Data supplied Start Marker
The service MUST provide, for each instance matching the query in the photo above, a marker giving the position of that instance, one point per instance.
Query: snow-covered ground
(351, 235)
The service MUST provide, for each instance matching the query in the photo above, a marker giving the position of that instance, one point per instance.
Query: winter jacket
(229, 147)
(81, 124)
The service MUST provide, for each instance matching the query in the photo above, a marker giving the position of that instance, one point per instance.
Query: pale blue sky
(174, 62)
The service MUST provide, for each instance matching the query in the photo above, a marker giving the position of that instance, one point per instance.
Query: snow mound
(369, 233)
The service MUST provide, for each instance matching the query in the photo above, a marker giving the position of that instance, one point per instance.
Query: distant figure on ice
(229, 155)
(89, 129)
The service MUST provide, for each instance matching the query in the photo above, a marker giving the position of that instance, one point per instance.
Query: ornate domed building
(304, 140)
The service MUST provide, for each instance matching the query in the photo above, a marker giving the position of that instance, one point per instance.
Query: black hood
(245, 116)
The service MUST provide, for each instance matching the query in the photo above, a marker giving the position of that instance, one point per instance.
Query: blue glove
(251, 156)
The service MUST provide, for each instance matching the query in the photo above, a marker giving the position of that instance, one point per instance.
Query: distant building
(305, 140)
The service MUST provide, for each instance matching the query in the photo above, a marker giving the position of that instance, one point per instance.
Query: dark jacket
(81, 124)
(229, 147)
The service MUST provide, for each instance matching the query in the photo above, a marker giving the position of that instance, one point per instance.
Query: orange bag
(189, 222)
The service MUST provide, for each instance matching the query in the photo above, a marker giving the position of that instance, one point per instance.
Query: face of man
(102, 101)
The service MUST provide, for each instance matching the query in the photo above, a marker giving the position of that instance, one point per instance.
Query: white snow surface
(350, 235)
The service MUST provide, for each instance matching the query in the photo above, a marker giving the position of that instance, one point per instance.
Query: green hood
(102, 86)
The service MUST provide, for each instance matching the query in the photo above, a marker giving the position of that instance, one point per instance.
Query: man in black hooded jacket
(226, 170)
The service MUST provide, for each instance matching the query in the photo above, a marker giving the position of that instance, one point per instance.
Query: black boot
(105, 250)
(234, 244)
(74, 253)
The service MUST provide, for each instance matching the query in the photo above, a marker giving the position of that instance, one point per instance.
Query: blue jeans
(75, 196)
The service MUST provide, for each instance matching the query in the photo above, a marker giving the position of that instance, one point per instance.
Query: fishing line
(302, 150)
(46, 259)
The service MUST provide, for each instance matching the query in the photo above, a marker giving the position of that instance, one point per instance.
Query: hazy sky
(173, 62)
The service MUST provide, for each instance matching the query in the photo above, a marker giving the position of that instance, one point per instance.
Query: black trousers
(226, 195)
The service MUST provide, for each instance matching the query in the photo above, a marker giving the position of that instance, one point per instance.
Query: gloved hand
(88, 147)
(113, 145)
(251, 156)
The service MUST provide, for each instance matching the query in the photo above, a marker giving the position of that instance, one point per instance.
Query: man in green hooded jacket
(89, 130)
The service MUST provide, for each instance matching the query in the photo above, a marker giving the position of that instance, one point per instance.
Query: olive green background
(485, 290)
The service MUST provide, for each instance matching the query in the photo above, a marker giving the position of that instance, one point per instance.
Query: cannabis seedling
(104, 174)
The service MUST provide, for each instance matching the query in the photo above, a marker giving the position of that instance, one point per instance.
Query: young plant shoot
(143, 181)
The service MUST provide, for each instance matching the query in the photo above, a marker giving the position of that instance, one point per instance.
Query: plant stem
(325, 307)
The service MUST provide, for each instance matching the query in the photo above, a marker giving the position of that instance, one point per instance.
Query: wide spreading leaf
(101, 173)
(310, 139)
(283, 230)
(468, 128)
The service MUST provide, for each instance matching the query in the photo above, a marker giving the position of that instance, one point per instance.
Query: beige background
Data supplied End Marker
Data supplied Start Marker
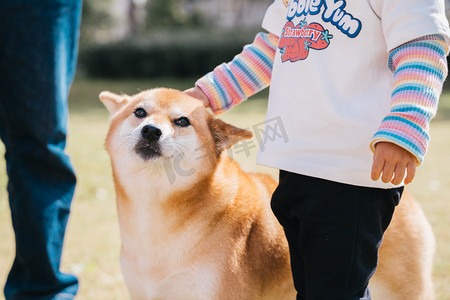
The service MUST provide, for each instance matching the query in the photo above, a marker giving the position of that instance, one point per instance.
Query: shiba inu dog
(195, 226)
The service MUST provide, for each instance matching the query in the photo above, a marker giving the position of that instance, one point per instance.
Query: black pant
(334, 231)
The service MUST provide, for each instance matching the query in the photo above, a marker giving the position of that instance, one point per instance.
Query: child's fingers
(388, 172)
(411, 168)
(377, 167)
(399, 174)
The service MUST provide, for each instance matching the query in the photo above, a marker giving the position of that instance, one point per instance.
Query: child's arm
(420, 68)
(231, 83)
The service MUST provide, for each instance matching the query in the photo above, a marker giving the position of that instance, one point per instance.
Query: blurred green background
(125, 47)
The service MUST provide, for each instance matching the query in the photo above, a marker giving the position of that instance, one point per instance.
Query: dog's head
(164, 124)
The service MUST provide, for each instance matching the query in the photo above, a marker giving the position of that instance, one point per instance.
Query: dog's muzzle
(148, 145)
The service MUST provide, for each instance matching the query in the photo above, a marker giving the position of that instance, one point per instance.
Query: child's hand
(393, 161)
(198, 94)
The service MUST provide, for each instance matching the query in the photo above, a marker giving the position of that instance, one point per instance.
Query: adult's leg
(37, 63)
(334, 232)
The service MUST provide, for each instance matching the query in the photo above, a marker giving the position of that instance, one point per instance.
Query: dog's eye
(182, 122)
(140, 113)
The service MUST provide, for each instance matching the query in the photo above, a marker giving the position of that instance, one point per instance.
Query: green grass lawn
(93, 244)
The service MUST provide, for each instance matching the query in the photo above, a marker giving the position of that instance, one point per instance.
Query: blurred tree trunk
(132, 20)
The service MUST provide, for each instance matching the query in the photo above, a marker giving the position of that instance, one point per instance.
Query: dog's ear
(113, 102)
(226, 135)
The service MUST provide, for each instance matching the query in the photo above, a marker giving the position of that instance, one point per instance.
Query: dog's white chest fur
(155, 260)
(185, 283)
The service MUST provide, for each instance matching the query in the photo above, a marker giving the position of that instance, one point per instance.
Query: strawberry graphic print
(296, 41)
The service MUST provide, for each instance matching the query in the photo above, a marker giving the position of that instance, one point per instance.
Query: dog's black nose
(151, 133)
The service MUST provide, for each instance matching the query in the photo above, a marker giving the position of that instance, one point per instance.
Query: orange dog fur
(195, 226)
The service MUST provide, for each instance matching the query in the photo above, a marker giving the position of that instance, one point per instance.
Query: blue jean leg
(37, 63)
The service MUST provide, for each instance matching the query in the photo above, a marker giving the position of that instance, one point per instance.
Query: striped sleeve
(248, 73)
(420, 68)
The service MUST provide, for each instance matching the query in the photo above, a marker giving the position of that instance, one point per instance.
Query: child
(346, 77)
Data supplied End Marker
_Problem_: Above are the entries. Quote exactly the lines from the one bearing "Query: young plant shoot" through the one bearing "Query: beige background".

_Response below_:
Query: young plant shoot
(143, 181)
The service MUST provide, for each instance matching the query in the photo above, a marker giving the position of that instance, one point per instance.
Query: plant stem
(325, 307)
The service MUST provide, for each instance matching the query in the photo above, a marker giving the position of that instance, one point per instance.
Query: wide spreading leaf
(101, 173)
(310, 139)
(283, 230)
(468, 128)
The service MUST provide, for each instance matching the query in the photo above, a marker giving the position of that instance, one point per instance.
Query: beige background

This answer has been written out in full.